## DO THIS
Reproduce each of the entries below verbatim.

begin INPUT RECORDS

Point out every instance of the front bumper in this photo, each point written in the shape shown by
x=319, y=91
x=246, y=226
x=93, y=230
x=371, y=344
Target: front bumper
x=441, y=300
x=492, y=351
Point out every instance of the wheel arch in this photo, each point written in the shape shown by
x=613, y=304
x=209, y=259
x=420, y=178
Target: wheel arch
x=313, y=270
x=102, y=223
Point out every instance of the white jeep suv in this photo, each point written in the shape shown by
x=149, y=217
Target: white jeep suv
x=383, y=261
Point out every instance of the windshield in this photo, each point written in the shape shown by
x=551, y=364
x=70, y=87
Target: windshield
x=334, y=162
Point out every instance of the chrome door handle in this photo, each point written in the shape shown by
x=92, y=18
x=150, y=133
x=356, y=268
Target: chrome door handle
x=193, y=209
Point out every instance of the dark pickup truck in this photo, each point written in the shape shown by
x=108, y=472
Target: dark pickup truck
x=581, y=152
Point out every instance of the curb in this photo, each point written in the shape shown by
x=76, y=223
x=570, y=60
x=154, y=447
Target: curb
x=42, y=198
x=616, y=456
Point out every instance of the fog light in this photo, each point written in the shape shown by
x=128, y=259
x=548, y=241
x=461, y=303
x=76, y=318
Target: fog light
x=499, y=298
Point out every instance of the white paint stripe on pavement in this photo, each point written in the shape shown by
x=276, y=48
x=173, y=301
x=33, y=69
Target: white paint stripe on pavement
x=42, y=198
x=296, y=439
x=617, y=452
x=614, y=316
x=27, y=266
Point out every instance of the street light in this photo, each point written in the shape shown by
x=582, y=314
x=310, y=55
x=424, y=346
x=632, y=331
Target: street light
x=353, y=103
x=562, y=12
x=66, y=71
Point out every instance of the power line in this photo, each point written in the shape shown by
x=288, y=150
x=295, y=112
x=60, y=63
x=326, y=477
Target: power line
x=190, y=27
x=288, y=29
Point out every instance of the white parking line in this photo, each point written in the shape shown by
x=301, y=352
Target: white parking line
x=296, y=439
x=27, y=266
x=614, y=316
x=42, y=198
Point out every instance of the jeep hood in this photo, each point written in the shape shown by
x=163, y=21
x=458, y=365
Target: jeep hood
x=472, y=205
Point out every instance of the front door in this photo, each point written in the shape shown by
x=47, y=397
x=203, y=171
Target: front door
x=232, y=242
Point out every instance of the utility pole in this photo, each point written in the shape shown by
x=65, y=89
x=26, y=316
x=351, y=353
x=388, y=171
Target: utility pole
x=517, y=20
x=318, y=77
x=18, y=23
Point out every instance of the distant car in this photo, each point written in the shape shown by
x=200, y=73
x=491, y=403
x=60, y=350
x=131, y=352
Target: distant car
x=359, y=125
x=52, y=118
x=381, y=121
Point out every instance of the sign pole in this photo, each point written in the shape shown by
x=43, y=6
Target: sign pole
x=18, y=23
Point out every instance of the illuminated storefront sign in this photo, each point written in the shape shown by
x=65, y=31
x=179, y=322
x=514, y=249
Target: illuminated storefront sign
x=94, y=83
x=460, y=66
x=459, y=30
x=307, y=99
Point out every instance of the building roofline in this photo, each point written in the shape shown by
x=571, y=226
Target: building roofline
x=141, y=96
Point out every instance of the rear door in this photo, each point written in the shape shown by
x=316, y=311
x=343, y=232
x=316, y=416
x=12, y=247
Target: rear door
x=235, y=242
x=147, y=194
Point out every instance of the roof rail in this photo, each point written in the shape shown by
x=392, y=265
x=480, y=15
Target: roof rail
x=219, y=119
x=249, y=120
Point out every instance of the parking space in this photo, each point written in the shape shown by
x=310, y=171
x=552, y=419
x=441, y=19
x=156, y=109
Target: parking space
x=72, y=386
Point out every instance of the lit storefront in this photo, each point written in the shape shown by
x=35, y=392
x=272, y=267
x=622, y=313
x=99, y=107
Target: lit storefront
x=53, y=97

end INPUT RECORDS

## EXERCISE SOLUTION
Point out every instance of the front bumper in this photo, each point written in the shape shown by
x=319, y=91
x=246, y=226
x=93, y=230
x=371, y=344
Target: front bumper
x=441, y=300
x=492, y=351
Point out every instance of the wheel arch in this photo, each point written in the shape shown by
x=613, y=304
x=209, y=259
x=420, y=178
Target: wheel arch
x=313, y=270
x=102, y=223
Point out every instance of the white jeep suv in this photo, each point written in the shape shown by
x=149, y=217
Target: white jeep suv
x=383, y=261
Point out every instance of the windshield in this photo, each point written in the shape shown by
x=551, y=364
x=70, y=87
Target: windshield
x=334, y=162
Point out every instance of the chrome door handle in this photo, each point written in the shape shown by
x=92, y=18
x=150, y=133
x=356, y=268
Target: chrome door handle
x=193, y=209
Point out every instance of the dark pickup truck in this photo, each point written in the shape shown by
x=108, y=472
Target: dark pickup truck
x=581, y=152
Point out every instance of the curb in this photo, each point written in the shape shown by
x=76, y=223
x=570, y=60
x=154, y=447
Target: curb
x=42, y=198
x=616, y=456
Point out every instance of the fog light in this photo, each point written in the shape shown by
x=128, y=259
x=548, y=241
x=461, y=303
x=76, y=318
Target: fog light
x=499, y=298
Point out every instance of the white paint stripe on pavement in this photo, each point written in the shape shown by
x=276, y=48
x=173, y=301
x=33, y=69
Target: white paint stripe on pavement
x=42, y=198
x=296, y=439
x=617, y=452
x=614, y=316
x=27, y=266
Point out every instance of the street light in this photo, each point written in the shape shown by
x=582, y=314
x=310, y=55
x=424, y=346
x=632, y=331
Target: street light
x=353, y=103
x=562, y=12
x=66, y=71
Point out every instance of the power line in this photo, each point written in the shape shown by
x=288, y=150
x=295, y=112
x=60, y=63
x=326, y=477
Target: power line
x=190, y=27
x=288, y=29
Point out every instance of the white parking line in this photo, each point written in the shape shown by
x=301, y=352
Target: white parking line
x=296, y=439
x=27, y=266
x=614, y=316
x=42, y=198
Point out every instance of the jeep hood in this photo, each point written in the shape shown by
x=163, y=21
x=458, y=365
Target: jeep hood
x=472, y=205
Point out every instance of the front door in this photo, each point written in the shape shown by
x=47, y=397
x=203, y=171
Target: front door
x=232, y=242
Point out every instance of the utility pole in this photo, each point written in the shape shown by
x=65, y=89
x=26, y=316
x=351, y=353
x=388, y=171
Target: utility pole
x=517, y=20
x=318, y=77
x=18, y=23
Point out every instance of the distant car in this photo, each point written in the shape shown by
x=200, y=73
x=491, y=403
x=60, y=350
x=131, y=352
Target: distant car
x=359, y=125
x=52, y=118
x=381, y=121
Point out every instance of the sign pole in this photo, each point written in the shape shown by
x=43, y=6
Target: sign pole
x=18, y=23
Point out every instance of the illuminated storefront sign in this photo, each point written in the shape shown by
x=65, y=31
x=179, y=322
x=514, y=249
Target: illuminated storefront sign
x=94, y=83
x=460, y=66
x=459, y=30
x=307, y=99
Point out every instance of the building roofline in this photo, each point written in the shape shown by
x=571, y=226
Target: building roofline
x=141, y=96
Point out every instance of the rear door in this photo, each point written in the shape shown by
x=316, y=311
x=343, y=232
x=316, y=416
x=12, y=247
Target: rear door
x=235, y=242
x=147, y=194
Point out every instance of the roof rail in this photo, each point written in the shape shown by
x=392, y=265
x=480, y=15
Target: roof rail
x=219, y=119
x=249, y=120
Point out every instance of the parking space in this photo, each point written in the shape shown by
x=310, y=171
x=552, y=419
x=441, y=19
x=156, y=109
Target: parking space
x=72, y=386
Point out every instance of the lit storefront in this photo, each point written in the shape shown by
x=35, y=392
x=272, y=267
x=622, y=313
x=99, y=107
Target: lit storefront
x=53, y=97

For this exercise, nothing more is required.